[Texto fornecido]
+++

Se algo pode ser destacado para qualificar o discurso feito por Michel Temer na abertura da Assembleia Geral da ONU, no dia 20 de setembro, este algo gira em torno da ideia de sobriedade e da busca de continuidade.

Foi um bom discurso, especialmente se se considerarem as circunstâncias em que foi feito: um presidente ainda em busca de legitimidade, dirigente de um governo mal configurado, sem um plano claro de ação, tendo de lidar com a desconfiança, com uma crise política que se repõe e com uma oposição que não lhe dá tréguas.

O discurso teve mérito porque, para o público interno, soube contornar aquele que foi visto como risco maior: o registro do “golpe” ou da difícil transição em que se encontra o país. Temer falou do impeachment de Dilma com discrição e serenidade, em tom equilibrado: “O Brasil acaba de atravessar processo longo e complexo, regrado e conduzido pelo Congresso Nacional e pela Suprema Corte brasileira, que culminou em um impedimento. Tudo transcorreu dentro do mais absoluto respeito à ordem constitucional. Não há democracia sem Estado de direito – sem normas que se apliquem a todos, inclusive aos mais poderosos. É o que o Brasil mostra ao mundo. E o faz em meio a um processo de depuração de seu sistema político”.

O momento atual seria de reconstrução e de unificação política, e nele não se poderão fazer concessões às tradições e aos valores nacionais, tanto para dentro quanto para fora do país. “Nossa tarefa, agora, é retomar o crescimento econômico e restituir aos trabalhadores brasileiros milhões de empregos perdidos. Temos clareza sobre o caminho a seguir: o caminho da responsabilidade fiscal e da responsabilidade social. A confiança já começa a restabelecer-se, e um horizonte mais próspero já começa a desenhar-se. Nosso projeto de desenvolvimento passa, principalmente, por parcerias em investimentos, em comércio, em ciência e tecnologia. Nossas relações com países de todos os continentes serão, aqui, decisivas”.

O discurso não se estendeu na questão do impedimento, que pouco sentido faria na Assembleia Geral. Seu foco esteve voltado para o estado do mundo e o lugar que o Brasil deve ocupar nele. Ofereceu assim uma boa oportunidade para que se conheçam melhor algumas das ideias que o novo presidente e seu governo seguirão em política externa.

+++

[Linhas de dados]
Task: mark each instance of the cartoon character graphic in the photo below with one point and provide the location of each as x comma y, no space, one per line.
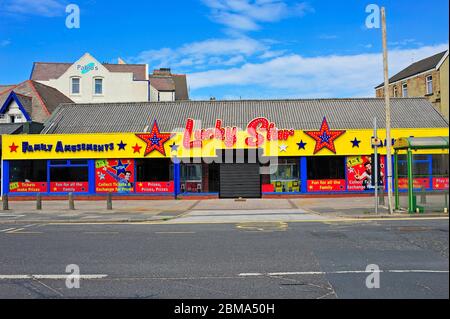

+++

[O que fazer]
Diga se cada frase abaixo combina com o texto sobre o discurso de Temer na ONU, respondendo sim ou não e citando as palavras do texto que decidem. 1. O discurso foi feito no dia 20 de setembro. 2. O discurso se alongou no assunto do impeachment. 3. Temer apontou a responsabilidade fiscal e a social como o caminho a seguir. Baseie-se só no texto sobre o discurso de Temer na ONU.

[Solução do problema]
1. Sim: "no dia 20 de setembro".
2. Não: "O discurso não se estendeu na questão do impedimento".
3. Sim: "o caminho da responsabilidade fiscal e da responsabilidade social".